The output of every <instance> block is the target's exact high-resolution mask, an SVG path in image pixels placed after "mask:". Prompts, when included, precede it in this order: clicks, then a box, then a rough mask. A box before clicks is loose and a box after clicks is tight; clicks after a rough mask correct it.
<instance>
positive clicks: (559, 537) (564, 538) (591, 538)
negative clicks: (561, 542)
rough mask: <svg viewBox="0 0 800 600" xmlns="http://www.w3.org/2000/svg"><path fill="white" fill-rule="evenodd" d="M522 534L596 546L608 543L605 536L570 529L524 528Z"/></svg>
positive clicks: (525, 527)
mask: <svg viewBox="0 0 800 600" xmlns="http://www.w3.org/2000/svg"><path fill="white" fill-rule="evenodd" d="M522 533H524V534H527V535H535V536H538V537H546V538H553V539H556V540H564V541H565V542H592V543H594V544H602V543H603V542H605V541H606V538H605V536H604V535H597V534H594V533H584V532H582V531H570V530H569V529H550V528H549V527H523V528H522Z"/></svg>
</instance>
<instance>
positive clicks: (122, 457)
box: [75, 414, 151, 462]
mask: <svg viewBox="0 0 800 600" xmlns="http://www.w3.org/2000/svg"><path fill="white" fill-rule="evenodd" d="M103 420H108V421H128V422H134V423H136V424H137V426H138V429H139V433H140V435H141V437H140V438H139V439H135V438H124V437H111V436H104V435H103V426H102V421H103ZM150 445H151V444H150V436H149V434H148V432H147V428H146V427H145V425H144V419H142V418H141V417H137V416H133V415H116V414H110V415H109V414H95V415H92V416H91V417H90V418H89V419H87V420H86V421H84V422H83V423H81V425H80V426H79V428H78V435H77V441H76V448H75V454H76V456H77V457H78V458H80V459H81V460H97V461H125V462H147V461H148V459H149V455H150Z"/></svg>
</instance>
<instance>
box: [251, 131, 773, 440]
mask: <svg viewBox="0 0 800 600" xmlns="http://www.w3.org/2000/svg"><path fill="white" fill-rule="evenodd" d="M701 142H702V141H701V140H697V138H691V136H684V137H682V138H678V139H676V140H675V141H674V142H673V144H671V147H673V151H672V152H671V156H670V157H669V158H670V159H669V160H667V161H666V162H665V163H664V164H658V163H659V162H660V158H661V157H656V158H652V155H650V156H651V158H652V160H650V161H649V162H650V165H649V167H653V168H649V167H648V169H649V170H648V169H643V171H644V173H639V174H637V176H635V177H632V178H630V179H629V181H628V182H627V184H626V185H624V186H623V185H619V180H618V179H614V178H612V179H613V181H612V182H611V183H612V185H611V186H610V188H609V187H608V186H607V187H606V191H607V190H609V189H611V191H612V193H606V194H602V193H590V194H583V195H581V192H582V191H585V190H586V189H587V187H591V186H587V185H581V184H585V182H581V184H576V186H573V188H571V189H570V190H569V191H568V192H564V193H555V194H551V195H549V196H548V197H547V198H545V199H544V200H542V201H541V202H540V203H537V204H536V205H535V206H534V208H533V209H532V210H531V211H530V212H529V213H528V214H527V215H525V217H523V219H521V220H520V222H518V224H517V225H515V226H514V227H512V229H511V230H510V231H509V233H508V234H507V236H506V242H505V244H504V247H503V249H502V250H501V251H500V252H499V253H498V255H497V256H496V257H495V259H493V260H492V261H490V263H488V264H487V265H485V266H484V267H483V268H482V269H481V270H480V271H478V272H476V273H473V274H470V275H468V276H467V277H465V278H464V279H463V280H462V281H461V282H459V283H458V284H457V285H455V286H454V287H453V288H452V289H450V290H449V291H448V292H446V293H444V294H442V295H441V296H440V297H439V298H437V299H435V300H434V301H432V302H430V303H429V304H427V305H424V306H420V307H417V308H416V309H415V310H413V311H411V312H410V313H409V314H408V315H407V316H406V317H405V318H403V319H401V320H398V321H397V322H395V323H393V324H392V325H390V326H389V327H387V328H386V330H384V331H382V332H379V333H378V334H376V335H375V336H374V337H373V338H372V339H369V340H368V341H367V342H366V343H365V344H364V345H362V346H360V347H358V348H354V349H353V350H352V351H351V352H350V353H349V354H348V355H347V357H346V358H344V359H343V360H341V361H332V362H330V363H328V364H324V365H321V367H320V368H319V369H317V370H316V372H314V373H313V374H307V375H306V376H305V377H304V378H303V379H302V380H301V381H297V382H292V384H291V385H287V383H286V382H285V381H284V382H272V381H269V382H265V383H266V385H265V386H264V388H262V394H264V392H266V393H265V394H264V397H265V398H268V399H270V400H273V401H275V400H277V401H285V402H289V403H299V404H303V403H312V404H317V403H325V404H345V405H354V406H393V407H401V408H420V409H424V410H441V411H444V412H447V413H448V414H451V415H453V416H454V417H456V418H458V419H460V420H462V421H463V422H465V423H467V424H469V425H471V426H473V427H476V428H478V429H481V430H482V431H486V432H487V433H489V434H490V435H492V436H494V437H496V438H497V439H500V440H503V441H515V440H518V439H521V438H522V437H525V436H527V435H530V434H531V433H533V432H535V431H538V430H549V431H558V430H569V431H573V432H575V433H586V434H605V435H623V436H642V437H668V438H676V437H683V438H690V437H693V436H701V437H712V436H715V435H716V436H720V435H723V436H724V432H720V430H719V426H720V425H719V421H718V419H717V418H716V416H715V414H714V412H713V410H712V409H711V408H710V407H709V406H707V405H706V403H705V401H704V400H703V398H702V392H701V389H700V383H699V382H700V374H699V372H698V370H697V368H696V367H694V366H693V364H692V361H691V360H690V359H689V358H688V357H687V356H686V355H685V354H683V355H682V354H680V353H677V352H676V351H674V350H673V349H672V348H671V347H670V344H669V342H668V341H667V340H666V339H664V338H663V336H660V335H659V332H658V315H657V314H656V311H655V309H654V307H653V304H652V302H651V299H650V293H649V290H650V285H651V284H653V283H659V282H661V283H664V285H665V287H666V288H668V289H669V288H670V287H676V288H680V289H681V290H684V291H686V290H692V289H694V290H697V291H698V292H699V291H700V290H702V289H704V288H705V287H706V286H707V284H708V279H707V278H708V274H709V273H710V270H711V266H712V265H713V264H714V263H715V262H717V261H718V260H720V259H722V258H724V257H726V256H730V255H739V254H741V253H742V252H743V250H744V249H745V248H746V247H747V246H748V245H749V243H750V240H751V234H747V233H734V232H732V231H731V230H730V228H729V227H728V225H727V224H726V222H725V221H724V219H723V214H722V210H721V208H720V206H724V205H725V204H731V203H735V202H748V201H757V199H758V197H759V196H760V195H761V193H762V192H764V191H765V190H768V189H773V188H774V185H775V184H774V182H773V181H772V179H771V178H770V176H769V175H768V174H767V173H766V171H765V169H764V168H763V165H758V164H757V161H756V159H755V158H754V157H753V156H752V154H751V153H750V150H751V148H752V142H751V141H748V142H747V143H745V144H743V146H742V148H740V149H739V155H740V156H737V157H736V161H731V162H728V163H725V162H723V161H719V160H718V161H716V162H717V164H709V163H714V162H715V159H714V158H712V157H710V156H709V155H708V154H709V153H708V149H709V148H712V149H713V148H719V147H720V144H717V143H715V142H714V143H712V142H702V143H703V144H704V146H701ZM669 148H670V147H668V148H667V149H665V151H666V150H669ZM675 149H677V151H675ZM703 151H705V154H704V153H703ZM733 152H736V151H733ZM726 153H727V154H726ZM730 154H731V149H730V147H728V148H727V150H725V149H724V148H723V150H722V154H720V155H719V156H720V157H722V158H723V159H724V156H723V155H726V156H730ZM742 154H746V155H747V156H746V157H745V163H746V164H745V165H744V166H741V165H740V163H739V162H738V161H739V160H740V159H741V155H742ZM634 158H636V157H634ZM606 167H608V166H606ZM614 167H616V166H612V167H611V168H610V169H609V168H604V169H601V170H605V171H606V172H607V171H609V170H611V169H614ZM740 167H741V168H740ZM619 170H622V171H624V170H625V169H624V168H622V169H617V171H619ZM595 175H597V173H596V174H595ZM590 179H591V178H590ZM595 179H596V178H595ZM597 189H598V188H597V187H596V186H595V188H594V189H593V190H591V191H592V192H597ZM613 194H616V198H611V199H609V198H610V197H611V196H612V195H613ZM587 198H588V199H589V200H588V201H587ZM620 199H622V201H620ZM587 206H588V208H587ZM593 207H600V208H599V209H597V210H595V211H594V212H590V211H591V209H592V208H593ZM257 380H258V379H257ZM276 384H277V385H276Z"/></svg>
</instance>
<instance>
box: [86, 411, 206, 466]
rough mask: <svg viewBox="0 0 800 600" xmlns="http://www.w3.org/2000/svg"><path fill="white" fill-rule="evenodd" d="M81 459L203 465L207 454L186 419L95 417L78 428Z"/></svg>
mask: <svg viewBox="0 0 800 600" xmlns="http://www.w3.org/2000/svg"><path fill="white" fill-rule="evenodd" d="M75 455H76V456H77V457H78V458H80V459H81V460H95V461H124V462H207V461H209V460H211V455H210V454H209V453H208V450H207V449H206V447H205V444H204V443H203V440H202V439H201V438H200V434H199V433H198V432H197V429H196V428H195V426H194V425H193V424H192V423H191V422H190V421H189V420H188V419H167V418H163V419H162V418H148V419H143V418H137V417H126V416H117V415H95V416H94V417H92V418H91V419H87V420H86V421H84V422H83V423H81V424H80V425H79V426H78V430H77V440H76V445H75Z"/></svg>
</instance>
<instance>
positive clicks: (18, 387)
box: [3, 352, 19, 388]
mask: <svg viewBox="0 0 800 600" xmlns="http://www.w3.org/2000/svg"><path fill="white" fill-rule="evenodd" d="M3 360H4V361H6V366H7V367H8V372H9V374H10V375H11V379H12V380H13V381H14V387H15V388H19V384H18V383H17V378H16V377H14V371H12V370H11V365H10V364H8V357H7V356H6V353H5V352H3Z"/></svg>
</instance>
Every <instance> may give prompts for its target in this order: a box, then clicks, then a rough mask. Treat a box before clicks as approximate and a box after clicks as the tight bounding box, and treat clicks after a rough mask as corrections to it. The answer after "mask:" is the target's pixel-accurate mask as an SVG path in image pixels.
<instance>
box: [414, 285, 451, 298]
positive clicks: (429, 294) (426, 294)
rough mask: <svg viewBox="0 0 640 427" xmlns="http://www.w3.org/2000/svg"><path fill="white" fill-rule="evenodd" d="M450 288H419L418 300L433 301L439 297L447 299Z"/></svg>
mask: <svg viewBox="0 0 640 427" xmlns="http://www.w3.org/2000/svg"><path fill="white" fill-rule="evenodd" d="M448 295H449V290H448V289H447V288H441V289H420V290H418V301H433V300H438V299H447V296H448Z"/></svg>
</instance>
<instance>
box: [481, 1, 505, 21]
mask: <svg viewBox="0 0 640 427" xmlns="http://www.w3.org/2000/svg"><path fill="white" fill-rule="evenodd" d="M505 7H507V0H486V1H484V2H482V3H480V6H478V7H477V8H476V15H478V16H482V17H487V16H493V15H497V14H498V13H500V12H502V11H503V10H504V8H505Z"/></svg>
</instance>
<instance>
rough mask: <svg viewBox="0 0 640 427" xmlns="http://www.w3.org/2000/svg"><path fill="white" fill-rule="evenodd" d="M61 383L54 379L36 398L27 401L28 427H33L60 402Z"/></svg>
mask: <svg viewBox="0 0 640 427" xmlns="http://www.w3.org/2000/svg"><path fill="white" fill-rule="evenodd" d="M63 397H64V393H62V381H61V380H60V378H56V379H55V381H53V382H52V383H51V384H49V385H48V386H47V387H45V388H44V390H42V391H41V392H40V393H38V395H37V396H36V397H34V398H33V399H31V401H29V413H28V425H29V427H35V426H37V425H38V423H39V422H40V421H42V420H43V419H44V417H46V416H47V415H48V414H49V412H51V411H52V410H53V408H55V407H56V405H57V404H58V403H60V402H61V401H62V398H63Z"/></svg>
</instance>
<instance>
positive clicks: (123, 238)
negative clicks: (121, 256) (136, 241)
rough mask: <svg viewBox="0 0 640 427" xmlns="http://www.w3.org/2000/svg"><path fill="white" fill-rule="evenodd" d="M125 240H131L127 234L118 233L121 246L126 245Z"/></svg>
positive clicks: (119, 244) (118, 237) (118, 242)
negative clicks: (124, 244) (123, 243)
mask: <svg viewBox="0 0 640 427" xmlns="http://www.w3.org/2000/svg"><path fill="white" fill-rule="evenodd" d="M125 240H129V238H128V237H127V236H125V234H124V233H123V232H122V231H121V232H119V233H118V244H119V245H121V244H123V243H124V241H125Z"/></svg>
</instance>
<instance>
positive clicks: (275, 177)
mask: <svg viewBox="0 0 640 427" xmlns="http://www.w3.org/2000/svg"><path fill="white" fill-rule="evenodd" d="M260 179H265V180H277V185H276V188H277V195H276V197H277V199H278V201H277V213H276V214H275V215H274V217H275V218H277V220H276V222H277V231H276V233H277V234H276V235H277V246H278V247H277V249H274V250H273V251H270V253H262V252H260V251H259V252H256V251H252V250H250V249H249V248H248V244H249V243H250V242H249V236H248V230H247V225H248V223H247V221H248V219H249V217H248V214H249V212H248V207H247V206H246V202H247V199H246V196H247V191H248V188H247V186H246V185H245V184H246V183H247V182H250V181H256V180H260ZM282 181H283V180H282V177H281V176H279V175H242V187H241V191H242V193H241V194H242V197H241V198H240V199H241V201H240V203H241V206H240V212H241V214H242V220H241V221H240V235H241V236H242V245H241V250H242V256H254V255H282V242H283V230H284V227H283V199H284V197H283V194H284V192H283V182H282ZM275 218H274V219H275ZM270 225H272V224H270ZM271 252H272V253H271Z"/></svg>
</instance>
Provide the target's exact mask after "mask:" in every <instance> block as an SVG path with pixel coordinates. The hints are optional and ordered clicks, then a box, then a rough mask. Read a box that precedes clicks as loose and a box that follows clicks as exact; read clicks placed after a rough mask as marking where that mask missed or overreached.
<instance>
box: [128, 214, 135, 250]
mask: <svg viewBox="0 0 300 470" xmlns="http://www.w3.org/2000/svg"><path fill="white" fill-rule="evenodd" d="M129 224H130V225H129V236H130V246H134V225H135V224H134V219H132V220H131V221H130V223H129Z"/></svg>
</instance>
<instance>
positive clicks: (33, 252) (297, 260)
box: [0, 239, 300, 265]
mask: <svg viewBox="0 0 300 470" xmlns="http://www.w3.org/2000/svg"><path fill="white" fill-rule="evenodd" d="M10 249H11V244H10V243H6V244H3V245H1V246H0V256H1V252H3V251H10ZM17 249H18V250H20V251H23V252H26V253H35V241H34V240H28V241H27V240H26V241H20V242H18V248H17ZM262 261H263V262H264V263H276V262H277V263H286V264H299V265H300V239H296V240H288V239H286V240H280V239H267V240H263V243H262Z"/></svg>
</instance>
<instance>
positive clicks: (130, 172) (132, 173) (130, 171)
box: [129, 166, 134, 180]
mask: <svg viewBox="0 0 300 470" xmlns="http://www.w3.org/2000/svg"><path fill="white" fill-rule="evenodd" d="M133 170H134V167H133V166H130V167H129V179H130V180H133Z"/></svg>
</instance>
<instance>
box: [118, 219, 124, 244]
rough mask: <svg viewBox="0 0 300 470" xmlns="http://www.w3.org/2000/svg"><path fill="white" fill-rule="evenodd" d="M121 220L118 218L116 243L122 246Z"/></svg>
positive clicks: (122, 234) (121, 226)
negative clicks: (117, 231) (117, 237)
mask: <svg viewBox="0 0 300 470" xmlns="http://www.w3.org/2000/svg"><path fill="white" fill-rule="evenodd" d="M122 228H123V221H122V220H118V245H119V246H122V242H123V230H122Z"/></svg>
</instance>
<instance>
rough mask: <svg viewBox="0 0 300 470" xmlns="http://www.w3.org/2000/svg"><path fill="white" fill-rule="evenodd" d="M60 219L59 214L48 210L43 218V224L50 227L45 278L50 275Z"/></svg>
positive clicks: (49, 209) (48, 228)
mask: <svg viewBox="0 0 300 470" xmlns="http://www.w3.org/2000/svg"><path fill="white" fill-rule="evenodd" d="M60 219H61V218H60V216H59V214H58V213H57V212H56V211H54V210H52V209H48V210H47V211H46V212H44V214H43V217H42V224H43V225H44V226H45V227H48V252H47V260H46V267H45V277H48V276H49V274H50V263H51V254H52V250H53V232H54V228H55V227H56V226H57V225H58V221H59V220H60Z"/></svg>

### What is required
Print the lines above from the one with "negative clicks: (561, 542)" through the one with "534L596 546L608 543L605", both included, exactly as written and nothing more.

### Your response
negative clicks: (561, 542)
rough mask: <svg viewBox="0 0 800 600" xmlns="http://www.w3.org/2000/svg"><path fill="white" fill-rule="evenodd" d="M522 534L596 546L608 543L605 536L570 529L524 528Z"/></svg>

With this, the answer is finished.